▸ **Supplied records**
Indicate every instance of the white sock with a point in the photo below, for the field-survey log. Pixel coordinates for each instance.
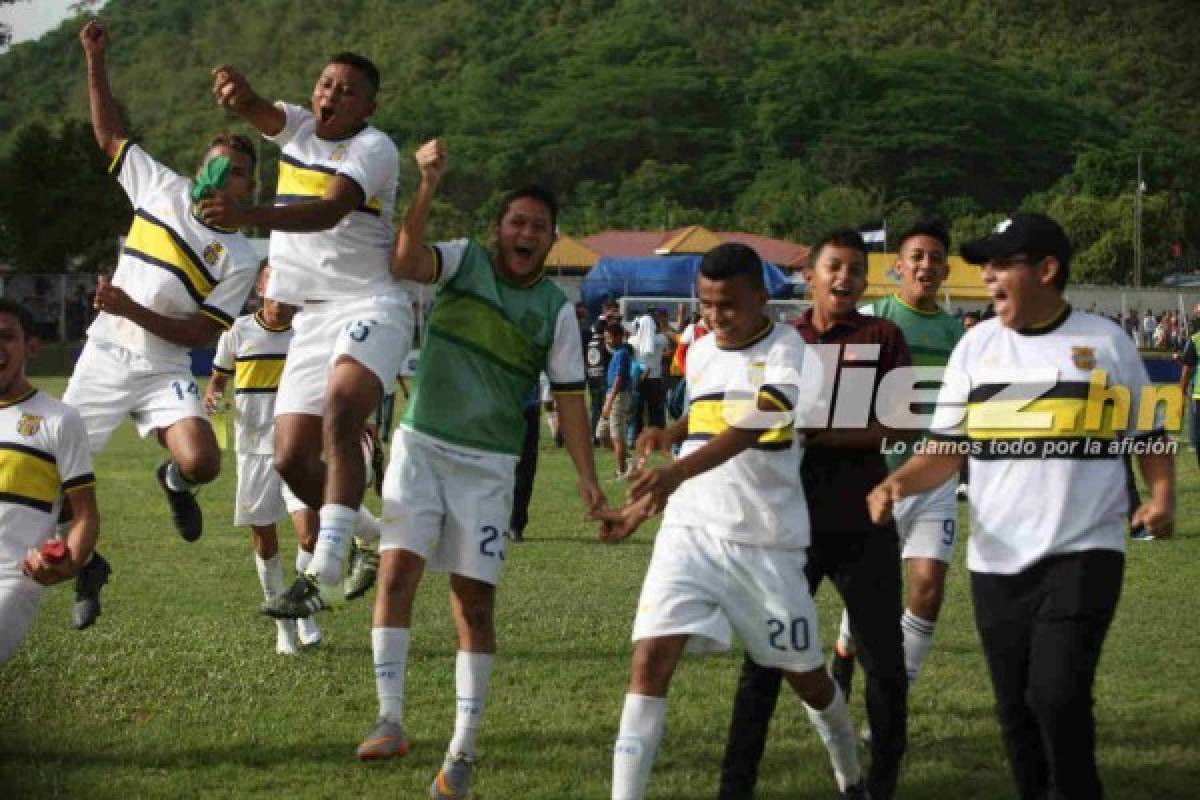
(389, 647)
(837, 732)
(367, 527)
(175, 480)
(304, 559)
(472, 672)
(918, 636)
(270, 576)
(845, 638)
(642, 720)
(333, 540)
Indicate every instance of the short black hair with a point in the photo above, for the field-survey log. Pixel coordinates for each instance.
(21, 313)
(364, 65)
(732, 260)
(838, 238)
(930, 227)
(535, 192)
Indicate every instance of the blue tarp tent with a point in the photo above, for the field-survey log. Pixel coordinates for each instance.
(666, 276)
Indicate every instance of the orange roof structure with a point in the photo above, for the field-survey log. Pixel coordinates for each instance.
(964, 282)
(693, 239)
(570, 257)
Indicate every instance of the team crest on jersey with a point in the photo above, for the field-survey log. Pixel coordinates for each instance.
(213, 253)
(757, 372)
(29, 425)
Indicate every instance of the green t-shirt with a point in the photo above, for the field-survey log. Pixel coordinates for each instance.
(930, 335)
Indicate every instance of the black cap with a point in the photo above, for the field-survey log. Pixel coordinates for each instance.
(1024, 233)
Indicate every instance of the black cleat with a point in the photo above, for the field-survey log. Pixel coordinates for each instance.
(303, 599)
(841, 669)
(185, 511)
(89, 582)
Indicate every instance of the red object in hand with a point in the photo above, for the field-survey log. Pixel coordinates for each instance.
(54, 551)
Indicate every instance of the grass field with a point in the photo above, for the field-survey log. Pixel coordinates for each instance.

▸ **What you are asked to do**
Take the data above and repeat it exactly, leaving each picture out.

▸ **Solution to this task**
Indicate every instance of the white sock with a point in the photo below, for the field-survey log. Pixel coordinates for each instance.
(389, 647)
(837, 732)
(367, 527)
(175, 480)
(304, 559)
(472, 672)
(918, 636)
(270, 576)
(845, 638)
(642, 720)
(333, 540)
Indicate every instance of the short black hair with a point in the photo above, for the field-survey log. Pixel coordinates for each instance.
(21, 313)
(364, 65)
(732, 260)
(838, 238)
(930, 227)
(535, 192)
Indicate every instance of the blue tarp tent with a point in the photo above, for the field-survey log. Pixel coordinates for each instance.
(666, 276)
Indicate every instance of the orange roof structure with a point in the photo above, for the field-survey log. Pixel coordinates for each instance.
(964, 282)
(693, 239)
(570, 257)
Indicate every instance of the team crest on jersey with a point in the photo above, for the field-survey log. Pixel coordinates for each instance.
(213, 253)
(757, 372)
(29, 425)
Indicate every instance of the green t-shirt with a point in the photo above, for the field-survey log. Pixel coordinates for each instance.
(930, 335)
Indicate every instance of the black cap with a point in the photo above, for the field-survey log. Pixel coordinates for each instance.
(1024, 233)
Indicate every instance of the black cleat with a point in the photo above, for the field-survey log. Pixel coordinates for each instance.
(303, 599)
(841, 669)
(185, 511)
(89, 582)
Indicate every instance of the red object in hand with a point in the photo above, for the field-survey log. Pixel coordinates for each instance.
(54, 551)
Indicate every instance of the grass field with a point in the photo above, for the field-survey log. Pixel coordinates for each instance.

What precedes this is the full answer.